*Task goal*
In the items below, starting with the line with "Where can you see the seated man's" and going on through the line with "<point>435,124</point>", rename "leafy plant" as "potted plant" and write out those lines again with nothing else changed.

*Data provided*
◇ ◇ ◇ ◇

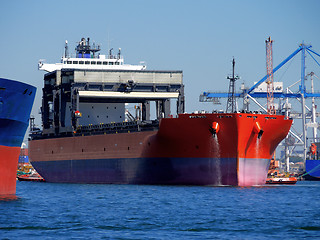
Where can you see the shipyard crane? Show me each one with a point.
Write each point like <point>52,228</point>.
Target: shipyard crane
<point>253,93</point>
<point>231,103</point>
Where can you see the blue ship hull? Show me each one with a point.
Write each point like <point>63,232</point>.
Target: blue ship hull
<point>16,100</point>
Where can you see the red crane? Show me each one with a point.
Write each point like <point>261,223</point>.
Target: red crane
<point>269,81</point>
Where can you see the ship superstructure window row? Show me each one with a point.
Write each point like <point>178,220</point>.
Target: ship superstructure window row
<point>93,62</point>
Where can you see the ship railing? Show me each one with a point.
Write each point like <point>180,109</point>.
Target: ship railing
<point>122,127</point>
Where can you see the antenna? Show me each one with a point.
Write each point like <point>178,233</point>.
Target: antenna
<point>231,103</point>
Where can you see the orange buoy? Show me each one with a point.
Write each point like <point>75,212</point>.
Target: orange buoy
<point>257,129</point>
<point>215,127</point>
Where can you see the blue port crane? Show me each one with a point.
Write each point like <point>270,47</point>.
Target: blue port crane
<point>249,93</point>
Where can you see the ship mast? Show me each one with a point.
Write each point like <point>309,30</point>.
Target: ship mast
<point>270,98</point>
<point>231,103</point>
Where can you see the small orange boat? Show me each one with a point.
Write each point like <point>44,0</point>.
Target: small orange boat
<point>281,180</point>
<point>32,178</point>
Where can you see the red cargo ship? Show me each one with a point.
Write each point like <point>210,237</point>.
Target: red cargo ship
<point>185,150</point>
<point>86,140</point>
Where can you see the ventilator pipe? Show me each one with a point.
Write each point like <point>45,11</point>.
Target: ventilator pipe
<point>215,128</point>
<point>257,129</point>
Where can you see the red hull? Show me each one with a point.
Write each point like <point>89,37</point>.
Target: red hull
<point>185,150</point>
<point>8,169</point>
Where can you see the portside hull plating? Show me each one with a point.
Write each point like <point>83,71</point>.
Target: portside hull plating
<point>183,151</point>
<point>313,170</point>
<point>8,168</point>
<point>16,100</point>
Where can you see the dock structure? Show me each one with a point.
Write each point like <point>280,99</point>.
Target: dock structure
<point>84,97</point>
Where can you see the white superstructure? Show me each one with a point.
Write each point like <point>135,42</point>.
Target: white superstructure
<point>86,59</point>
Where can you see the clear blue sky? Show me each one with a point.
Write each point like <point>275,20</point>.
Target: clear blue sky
<point>198,37</point>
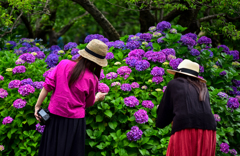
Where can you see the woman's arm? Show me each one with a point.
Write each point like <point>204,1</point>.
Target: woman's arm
<point>41,97</point>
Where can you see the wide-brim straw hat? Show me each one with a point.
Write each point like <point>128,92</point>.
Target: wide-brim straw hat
<point>95,51</point>
<point>189,68</point>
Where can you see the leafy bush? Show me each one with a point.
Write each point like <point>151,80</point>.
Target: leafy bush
<point>124,123</point>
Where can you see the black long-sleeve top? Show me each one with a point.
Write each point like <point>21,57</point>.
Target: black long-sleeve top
<point>180,104</point>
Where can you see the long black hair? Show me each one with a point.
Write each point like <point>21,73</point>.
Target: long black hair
<point>80,67</point>
<point>200,86</point>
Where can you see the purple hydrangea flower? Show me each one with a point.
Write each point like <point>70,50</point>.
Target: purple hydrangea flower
<point>26,89</point>
<point>19,103</point>
<point>109,56</point>
<point>188,41</point>
<point>144,87</point>
<point>3,93</point>
<point>124,70</point>
<point>102,87</point>
<point>135,85</point>
<point>7,120</point>
<point>33,49</point>
<point>160,40</point>
<point>204,40</point>
<point>27,45</point>
<point>119,44</point>
<point>52,60</point>
<point>174,63</point>
<point>233,151</point>
<point>115,84</point>
<point>29,58</point>
<point>70,45</point>
<point>194,52</point>
<point>102,76</point>
<point>148,104</point>
<point>1,78</point>
<point>201,69</point>
<point>192,35</point>
<point>152,29</point>
<point>48,72</point>
<point>135,134</point>
<point>74,51</point>
<point>14,84</point>
<point>75,57</point>
<point>141,116</point>
<point>222,95</point>
<point>163,25</point>
<point>142,65</point>
<point>19,69</point>
<point>55,47</point>
<point>225,48</point>
<point>131,101</point>
<point>157,71</point>
<point>126,87</point>
<point>223,73</point>
<point>40,128</point>
<point>217,117</point>
<point>133,45</point>
<point>157,79</point>
<point>233,103</point>
<point>235,54</point>
<point>111,75</point>
<point>224,147</point>
<point>38,85</point>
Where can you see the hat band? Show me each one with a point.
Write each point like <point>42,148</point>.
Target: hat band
<point>189,71</point>
<point>94,54</point>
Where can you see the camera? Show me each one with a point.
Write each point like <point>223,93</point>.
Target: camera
<point>45,116</point>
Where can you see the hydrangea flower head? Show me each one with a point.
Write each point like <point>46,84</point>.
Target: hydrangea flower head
<point>102,87</point>
<point>157,71</point>
<point>3,93</point>
<point>26,89</point>
<point>131,101</point>
<point>163,25</point>
<point>126,87</point>
<point>111,75</point>
<point>217,117</point>
<point>233,103</point>
<point>135,85</point>
<point>109,56</point>
<point>19,69</point>
<point>148,104</point>
<point>19,103</point>
<point>7,120</point>
<point>141,116</point>
<point>204,40</point>
<point>224,147</point>
<point>135,134</point>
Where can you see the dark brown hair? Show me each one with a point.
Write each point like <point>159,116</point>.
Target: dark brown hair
<point>80,67</point>
<point>200,86</point>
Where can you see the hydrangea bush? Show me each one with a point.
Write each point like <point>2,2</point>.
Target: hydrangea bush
<point>135,79</point>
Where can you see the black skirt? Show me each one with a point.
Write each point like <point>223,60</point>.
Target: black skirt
<point>63,137</point>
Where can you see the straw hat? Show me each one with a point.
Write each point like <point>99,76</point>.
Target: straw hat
<point>95,51</point>
<point>189,68</point>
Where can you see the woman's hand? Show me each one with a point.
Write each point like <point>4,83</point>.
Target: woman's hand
<point>35,114</point>
<point>100,96</point>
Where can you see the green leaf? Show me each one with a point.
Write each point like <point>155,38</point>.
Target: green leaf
<point>108,113</point>
<point>99,118</point>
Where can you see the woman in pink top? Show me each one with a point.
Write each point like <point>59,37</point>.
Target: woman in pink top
<point>74,85</point>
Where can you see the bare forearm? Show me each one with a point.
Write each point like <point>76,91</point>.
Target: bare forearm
<point>41,97</point>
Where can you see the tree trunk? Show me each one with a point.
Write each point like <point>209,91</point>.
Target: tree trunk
<point>100,19</point>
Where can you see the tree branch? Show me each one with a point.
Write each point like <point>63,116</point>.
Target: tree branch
<point>207,18</point>
<point>68,26</point>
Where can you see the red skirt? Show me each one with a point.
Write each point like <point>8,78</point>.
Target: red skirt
<point>192,142</point>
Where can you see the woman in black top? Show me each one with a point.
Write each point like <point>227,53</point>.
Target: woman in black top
<point>186,102</point>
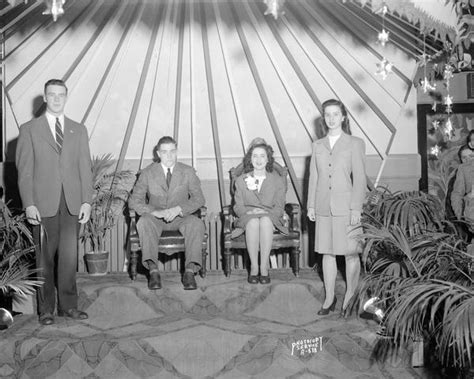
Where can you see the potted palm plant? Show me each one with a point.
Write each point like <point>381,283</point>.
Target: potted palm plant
<point>18,278</point>
<point>420,269</point>
<point>110,193</point>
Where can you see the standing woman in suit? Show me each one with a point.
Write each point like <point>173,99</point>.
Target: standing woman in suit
<point>336,192</point>
<point>259,204</point>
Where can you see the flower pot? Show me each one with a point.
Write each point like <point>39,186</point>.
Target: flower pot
<point>97,262</point>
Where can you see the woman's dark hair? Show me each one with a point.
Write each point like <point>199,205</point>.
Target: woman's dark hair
<point>468,138</point>
<point>248,166</point>
<point>461,149</point>
<point>345,123</point>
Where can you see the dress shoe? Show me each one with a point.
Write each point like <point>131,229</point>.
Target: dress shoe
<point>154,281</point>
<point>46,319</point>
<point>343,313</point>
<point>325,311</point>
<point>189,282</point>
<point>253,279</point>
<point>74,314</point>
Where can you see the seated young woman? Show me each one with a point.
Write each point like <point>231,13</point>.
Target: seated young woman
<point>259,205</point>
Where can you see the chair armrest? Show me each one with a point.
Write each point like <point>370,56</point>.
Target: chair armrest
<point>133,223</point>
<point>202,212</point>
<point>293,210</point>
<point>227,214</point>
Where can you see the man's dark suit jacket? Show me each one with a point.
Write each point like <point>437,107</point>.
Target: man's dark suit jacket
<point>43,171</point>
<point>151,192</point>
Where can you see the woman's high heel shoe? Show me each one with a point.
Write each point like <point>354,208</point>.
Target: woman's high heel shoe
<point>325,311</point>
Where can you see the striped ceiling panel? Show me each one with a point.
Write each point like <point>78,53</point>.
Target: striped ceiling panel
<point>214,74</point>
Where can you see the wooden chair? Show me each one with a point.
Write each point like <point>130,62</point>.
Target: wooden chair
<point>281,242</point>
<point>171,242</point>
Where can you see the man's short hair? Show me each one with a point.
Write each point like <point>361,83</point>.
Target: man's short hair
<point>54,82</point>
<point>165,139</point>
<point>461,149</point>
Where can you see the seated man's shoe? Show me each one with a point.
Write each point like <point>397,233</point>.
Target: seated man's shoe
<point>154,281</point>
<point>189,282</point>
<point>74,314</point>
<point>46,319</point>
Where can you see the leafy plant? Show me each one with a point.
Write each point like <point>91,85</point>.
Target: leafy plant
<point>109,197</point>
<point>17,277</point>
<point>421,270</point>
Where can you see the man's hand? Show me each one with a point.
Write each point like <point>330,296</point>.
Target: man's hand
<point>159,214</point>
<point>172,213</point>
<point>169,214</point>
<point>32,215</point>
<point>311,214</point>
<point>256,211</point>
<point>84,213</point>
<point>355,217</point>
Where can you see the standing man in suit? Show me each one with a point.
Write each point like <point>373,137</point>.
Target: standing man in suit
<point>165,195</point>
<point>462,195</point>
<point>55,182</point>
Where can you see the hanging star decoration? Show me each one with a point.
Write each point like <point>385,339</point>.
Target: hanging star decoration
<point>427,86</point>
<point>274,8</point>
<point>448,129</point>
<point>384,67</point>
<point>434,150</point>
<point>383,37</point>
<point>54,8</point>
<point>448,102</point>
<point>435,124</point>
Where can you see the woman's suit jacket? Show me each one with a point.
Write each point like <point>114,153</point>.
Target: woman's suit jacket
<point>337,180</point>
<point>271,197</point>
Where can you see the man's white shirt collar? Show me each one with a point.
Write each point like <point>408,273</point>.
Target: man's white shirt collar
<point>165,169</point>
<point>52,122</point>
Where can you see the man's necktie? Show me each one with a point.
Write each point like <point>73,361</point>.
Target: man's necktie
<point>168,178</point>
<point>59,135</point>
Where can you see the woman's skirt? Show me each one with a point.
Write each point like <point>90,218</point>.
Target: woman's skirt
<point>335,235</point>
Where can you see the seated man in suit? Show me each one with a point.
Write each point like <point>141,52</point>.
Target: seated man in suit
<point>165,195</point>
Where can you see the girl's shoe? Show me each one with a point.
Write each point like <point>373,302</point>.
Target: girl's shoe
<point>253,279</point>
<point>325,311</point>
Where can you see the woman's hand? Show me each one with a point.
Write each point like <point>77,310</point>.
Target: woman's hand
<point>311,214</point>
<point>256,211</point>
<point>355,217</point>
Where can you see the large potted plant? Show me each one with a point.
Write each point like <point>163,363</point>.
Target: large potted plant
<point>18,278</point>
<point>420,270</point>
<point>110,192</point>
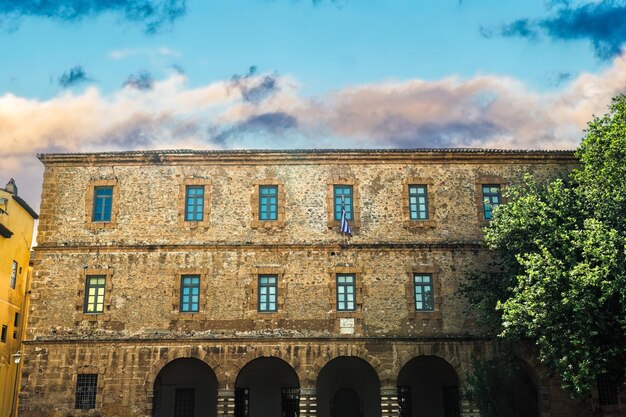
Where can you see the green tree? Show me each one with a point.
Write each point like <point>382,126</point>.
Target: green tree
<point>562,249</point>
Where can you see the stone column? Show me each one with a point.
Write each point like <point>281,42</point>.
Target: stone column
<point>225,402</point>
<point>389,402</point>
<point>308,402</point>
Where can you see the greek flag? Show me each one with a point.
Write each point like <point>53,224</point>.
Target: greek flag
<point>345,226</point>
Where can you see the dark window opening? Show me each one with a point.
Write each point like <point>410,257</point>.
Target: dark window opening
<point>404,401</point>
<point>343,200</point>
<point>194,203</point>
<point>13,275</point>
<point>102,204</point>
<point>290,402</point>
<point>491,199</point>
<point>190,294</point>
<point>268,291</point>
<point>86,388</point>
<point>242,402</point>
<point>346,292</point>
<point>418,202</point>
<point>94,294</point>
<point>423,291</point>
<point>184,401</point>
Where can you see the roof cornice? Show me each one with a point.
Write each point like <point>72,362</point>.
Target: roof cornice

◇ ◇ ◇ ◇

*Written answer*
Where can you see the seated man's shoe? Show me each one with a point.
Write each point like <point>397,233</point>.
Target: seated man's shoe
<point>154,281</point>
<point>189,282</point>
<point>74,314</point>
<point>46,319</point>
Where can you see the potted plant? Show me each one with a point.
Write each point like <point>91,85</point>.
Target: potted plant
<point>109,197</point>
<point>17,277</point>
<point>421,270</point>
Where can you see the man's hand? Show me each one with a point.
Write each point like <point>330,296</point>.
Target: man's hand
<point>159,214</point>
<point>172,213</point>
<point>169,214</point>
<point>32,215</point>
<point>311,214</point>
<point>256,211</point>
<point>84,213</point>
<point>355,217</point>
Where can you see the standing man in suit? Show me each one with a point.
Write each point like <point>373,137</point>.
Target: standing man in suit
<point>165,195</point>
<point>462,195</point>
<point>55,182</point>
Where can you see the hanging star decoration? Show me each one with a point.
Write each point like <point>385,339</point>.
Target: hanging star decoration
<point>427,86</point>
<point>274,8</point>
<point>448,129</point>
<point>384,67</point>
<point>434,150</point>
<point>383,37</point>
<point>54,8</point>
<point>448,102</point>
<point>435,124</point>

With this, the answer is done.